Texte extrait:
####################

CORRESPONDANCE - Année 1775 - Partie 12
Photo de PAPAPOUSS
à M. l’abbé du Vernet.
A Ferney, Juin 1775.
Je ne vous enverrai point, monsieur l’abbé, les pièces de vers faites en mon honneur et gloire. Soyez très persuadé, monsieur, qu’on aimera mieux une épigramme contre moi, bonne ou mauvaise, que cent éloges. La louange endort, la satire réveille ; et le monde est si rassasié de vers, que la satire même a cessé d’être amusante. On a trop de tout dans le siècle où nous sommes, et trop peu de personnes qui pensent comme vous.
Je ne manquerai pas de présenter ma requête aux souverains du théâtre de la Comédie-Française (1). Je ne connais que Lekain ; mais je tenterai tout auprès des autres, supposé qu’ils jouent un ouvrage nouveau dont je leur ai fait présent, et supposé surtout que cet ouvrage, dont ils n’ont pas grande opinion, ne soit pas sifflé du public, comme on me le fait craindre ; car il n’y a pas moyen d’imposer une taxe, quelque légère qu’elle soit, sur ses propres troupes, quand elles ont été battues.

####################

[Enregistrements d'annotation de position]
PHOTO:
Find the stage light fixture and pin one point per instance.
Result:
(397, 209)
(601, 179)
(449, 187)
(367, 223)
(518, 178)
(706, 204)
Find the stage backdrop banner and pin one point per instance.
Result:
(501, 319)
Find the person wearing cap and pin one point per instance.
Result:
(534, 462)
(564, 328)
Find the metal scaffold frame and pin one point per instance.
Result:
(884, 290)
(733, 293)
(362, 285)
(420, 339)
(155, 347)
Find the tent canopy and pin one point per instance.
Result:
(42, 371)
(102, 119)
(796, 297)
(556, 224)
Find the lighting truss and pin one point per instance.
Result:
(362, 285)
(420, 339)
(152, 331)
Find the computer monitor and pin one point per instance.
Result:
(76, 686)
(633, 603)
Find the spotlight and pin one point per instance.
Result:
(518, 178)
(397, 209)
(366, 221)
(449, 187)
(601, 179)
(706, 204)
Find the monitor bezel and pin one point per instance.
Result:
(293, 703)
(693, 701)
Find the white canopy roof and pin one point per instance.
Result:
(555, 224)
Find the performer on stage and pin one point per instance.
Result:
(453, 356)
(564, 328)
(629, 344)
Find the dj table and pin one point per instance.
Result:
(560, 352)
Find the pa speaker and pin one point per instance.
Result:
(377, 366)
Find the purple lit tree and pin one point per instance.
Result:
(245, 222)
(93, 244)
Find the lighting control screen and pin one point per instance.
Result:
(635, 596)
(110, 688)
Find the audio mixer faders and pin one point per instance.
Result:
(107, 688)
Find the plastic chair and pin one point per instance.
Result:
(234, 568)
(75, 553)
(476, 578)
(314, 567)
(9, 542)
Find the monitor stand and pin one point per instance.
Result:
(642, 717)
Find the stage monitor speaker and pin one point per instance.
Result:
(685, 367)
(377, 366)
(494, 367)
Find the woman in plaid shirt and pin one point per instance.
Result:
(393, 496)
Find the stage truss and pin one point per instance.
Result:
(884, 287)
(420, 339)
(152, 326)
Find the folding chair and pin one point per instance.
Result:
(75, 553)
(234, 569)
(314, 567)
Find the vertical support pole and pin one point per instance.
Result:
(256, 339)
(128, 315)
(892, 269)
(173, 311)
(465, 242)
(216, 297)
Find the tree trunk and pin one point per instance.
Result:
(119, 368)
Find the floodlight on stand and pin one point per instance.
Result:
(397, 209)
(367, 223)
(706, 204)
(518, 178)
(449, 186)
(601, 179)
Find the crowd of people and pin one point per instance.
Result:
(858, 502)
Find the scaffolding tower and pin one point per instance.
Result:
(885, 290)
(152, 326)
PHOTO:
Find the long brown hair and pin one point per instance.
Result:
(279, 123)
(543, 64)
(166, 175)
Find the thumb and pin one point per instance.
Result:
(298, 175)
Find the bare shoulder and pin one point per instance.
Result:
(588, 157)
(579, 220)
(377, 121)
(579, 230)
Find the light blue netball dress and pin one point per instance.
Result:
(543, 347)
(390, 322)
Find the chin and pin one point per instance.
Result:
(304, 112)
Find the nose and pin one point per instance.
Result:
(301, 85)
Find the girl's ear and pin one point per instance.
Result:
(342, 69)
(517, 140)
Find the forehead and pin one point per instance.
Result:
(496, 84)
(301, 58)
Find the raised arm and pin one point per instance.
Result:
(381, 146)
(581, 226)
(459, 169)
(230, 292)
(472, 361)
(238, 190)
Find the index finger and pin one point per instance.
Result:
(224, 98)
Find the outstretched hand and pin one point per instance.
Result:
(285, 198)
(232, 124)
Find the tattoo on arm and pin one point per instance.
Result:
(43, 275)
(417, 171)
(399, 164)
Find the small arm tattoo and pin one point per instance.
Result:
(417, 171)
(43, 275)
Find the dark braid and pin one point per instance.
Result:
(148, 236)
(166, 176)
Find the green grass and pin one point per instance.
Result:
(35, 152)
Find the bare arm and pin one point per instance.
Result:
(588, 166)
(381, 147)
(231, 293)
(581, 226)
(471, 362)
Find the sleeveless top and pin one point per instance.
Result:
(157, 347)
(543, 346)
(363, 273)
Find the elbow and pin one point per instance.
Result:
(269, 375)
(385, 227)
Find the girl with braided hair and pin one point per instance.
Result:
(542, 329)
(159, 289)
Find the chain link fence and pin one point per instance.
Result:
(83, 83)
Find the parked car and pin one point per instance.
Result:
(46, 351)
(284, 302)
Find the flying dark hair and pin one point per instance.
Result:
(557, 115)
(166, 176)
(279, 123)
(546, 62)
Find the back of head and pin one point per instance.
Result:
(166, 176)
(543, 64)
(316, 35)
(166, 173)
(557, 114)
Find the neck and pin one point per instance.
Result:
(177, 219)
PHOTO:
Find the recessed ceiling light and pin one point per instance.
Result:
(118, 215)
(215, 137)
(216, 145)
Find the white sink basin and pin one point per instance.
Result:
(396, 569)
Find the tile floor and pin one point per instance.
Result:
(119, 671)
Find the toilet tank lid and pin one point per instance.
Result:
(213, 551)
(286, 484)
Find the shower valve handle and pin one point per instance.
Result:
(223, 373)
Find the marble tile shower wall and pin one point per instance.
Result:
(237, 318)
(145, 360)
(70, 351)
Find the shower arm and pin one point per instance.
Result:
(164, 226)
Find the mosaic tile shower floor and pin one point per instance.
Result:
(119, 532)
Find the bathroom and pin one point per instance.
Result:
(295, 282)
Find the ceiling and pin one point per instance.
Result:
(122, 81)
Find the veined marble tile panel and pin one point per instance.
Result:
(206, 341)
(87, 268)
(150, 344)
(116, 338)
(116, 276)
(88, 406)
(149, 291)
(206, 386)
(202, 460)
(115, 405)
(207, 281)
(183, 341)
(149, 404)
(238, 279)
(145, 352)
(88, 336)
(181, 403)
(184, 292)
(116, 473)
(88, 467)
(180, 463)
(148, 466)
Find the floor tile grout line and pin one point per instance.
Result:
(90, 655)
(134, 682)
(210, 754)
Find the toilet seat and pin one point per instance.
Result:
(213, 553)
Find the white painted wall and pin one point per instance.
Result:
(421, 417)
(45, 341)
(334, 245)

####################

Consigne donnée:
Dans la lettre adressée à l'abbé du Vernet, quel est le seul membre de la Comédie-Française que l'auteur déclare connaître ?

Réponse à la consigne:
Lekain.